On Vomiting

by | Aug 9, 2022 | CNF, Issue Twenty-Eight

It’s 2005 and I’m in New York City at Circle in the Square Theatre about to see my first Broadway show. Past the spacious lounge with modern recessed lights and expensive coats slipping off shoulders like water, mom’s hand draws me to her hip to find our assigned seats. Before we even reach the staircase, though, something churning in my stomach stops me in my tracks. And then next thing I know, I’m barreled over the velvet carpet, ready to hurl.

It splashes just outside the restroom entrance, napalming where patrons shuffle in and out; dregs slip to my chin; grunts of disgust billowing in the air like thick fog. I feel mom’s hand stroke the small of my back, then gently through my widow’s peak. Poor Bubbie, mom croons assuredly in my ear, I’m not leaving, don’t worry.

I will never forget the healing properties of that embrace, of feeling at once relieved and chastened. As a child, when nausea waxed my intestines, as though unspooling down a dead-end street, my fiercely attentive mom stood sentinel for however long it took to convalesce. Her love was a balmy oasis. She’d wipe the perspiration from my brow, and nourish me with ice chips and Yiddish lullabies, which is all to say: she always put her cub first.

Fifteen years later I’m alone in the backseat of an Uber. I lower the window, but the outside air, thick with dew, is almost too much. Winding along Lincoln Drive, I gaze out at the canopy of trees, the Schuylkill River dark brown as syrup. These sites are foreign now, as though I’m a tourist in my hometown of Philadelphia for the first time. Amidst the pain, I scroll through my phone, discovering one of the last texts my mom sent me.

“Do you remember being at a theater in New York and throwing up on the stairs? Well, I am on those stairs right now reliving that moment. I hope you’re having a wonderful day. I love you.”

“Is everything all right?” my Uber driver asks, breaking my reverie.

“My mom is going to die,” I reply after a long, trembling pause. The Uber driver leers at me through the rearview mirror, half-apologizes, says something to the effect of “well, life goes on” then shifts focus back to the road. The world is caving in. No one cares. I stifle back tears.

→ Provided data:
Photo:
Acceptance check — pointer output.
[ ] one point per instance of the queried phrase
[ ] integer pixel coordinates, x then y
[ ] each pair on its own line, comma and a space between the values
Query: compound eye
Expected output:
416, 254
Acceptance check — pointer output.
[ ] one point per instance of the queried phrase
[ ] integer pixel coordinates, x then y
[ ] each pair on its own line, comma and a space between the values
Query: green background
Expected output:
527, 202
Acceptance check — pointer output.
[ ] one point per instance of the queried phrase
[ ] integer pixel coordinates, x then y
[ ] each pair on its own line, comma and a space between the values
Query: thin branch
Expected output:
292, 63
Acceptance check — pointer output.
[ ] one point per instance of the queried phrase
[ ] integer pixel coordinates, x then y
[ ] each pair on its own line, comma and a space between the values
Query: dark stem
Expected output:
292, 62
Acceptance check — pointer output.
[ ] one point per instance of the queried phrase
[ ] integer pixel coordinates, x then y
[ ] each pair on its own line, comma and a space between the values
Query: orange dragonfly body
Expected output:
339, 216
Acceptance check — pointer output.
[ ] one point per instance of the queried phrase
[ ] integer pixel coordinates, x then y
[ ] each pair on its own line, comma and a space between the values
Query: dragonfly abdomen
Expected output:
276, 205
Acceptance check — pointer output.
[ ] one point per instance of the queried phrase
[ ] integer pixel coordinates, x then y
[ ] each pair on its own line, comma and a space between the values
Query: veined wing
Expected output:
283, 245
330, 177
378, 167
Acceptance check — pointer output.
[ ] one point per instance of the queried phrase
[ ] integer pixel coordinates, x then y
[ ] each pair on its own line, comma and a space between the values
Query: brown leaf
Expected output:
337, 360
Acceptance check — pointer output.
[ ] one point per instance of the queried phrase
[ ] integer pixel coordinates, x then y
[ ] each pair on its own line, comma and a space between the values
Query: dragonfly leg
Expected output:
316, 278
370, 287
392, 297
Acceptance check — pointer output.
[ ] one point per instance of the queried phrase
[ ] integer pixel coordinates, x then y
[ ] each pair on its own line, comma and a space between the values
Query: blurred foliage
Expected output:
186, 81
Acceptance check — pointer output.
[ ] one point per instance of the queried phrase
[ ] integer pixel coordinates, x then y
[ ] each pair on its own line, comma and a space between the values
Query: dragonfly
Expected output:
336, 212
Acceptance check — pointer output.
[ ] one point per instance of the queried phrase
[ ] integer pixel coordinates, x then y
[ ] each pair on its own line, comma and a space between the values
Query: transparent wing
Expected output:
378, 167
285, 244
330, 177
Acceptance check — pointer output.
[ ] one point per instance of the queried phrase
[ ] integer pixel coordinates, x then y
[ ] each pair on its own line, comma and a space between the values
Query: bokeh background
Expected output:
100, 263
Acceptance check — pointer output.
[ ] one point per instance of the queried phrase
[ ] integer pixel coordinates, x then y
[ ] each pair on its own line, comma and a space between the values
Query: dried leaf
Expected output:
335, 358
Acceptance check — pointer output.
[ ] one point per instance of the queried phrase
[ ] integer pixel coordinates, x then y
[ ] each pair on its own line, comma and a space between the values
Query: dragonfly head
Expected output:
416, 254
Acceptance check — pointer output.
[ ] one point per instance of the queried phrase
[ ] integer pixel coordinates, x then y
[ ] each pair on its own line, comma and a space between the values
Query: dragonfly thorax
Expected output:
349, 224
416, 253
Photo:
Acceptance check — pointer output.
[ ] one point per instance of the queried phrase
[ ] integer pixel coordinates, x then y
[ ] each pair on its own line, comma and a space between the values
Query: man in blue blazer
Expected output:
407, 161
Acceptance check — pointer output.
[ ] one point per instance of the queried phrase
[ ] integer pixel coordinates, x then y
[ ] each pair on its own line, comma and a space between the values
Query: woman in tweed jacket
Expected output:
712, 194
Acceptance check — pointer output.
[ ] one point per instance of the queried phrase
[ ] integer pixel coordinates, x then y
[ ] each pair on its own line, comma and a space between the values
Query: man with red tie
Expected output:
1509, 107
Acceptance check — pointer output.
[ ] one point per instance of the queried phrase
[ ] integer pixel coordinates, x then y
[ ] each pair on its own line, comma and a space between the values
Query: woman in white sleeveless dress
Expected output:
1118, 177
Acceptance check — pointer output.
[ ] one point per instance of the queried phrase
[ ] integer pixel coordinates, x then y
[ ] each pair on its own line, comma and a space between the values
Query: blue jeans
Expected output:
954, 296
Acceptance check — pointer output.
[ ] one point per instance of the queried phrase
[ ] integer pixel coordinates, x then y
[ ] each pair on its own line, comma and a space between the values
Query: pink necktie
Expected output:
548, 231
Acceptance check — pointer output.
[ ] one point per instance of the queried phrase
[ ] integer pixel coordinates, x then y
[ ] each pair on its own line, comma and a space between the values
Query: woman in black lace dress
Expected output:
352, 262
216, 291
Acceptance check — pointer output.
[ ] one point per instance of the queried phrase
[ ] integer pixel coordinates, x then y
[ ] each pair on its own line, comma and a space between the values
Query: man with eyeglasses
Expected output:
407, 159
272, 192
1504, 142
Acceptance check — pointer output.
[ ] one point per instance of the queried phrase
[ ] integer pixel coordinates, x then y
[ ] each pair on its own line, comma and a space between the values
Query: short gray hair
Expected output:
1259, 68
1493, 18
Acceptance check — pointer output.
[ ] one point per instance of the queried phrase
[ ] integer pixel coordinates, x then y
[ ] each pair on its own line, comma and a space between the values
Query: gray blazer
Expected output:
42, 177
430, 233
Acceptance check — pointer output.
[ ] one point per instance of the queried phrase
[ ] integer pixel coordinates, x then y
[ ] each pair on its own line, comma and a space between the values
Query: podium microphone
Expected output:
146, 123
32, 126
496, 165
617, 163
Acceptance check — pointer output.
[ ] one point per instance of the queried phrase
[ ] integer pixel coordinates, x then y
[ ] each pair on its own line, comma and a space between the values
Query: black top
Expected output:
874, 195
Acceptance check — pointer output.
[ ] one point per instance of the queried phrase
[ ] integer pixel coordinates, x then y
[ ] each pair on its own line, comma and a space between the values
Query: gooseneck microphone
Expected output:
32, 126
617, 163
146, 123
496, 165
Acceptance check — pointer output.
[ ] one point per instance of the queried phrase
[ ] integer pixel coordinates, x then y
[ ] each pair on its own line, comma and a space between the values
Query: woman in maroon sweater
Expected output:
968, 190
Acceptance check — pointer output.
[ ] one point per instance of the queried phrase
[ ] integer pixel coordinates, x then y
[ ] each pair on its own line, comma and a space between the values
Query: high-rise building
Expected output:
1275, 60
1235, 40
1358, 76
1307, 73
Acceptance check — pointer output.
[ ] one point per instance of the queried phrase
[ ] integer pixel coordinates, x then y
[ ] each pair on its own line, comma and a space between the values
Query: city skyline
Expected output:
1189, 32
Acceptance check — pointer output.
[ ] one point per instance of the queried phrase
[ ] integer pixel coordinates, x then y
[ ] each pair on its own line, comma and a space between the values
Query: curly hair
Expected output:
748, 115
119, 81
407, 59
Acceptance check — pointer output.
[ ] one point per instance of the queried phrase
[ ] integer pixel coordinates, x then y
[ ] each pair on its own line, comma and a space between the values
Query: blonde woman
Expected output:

→ Actions to take:
**1.** Repeat the passage of the essay from "It splashes just" to "her cub first.".
**2.** Answer each question using the essay.
(a) At which theater was the narrator about to see a first Broadway show?
(b) Which river does the narrator see from the Uber?
(c) What did the mom give the narrator as nourishment during childhood nausea?
**3.** According to the essay, why does the mom's text message bring up the theater in New York?
None of the material is needed here.

→ Task-by-task outputs:
**1.**
It splashes just outside the restroom entrance, napalming where patrons shuffle in and out; dregs slip to my chin; grunts of disgust billowing in the air like thick fog. I feel mom’s hand stroke the small of my back, then gently through my widow’s peak. Poor Bubbie, mom croons assuredly in my ear, I’m not leaving, don’t worry.

I will never forget the healing properties of that embrace, of feeling at once relieved and chastened. As a child, when nausea waxed my intestines, as though unspooling down a dead-end street, my fiercely attentive mom stood sentinel for however long it took to convalesce. Her love was a balmy oasis. She’d wipe the perspiration from my brow, and nourish me with ice chips and Yiddish lullabies, which is all to say: she always put her cub first.

**2.**
(a) Circle in the Square Theatre
(b) The Schuylkill River
(c) Ice chips and Yiddish lullabies

**3.** She writes that she is on those stairs right now, reliving the moment when the narrator threw up there.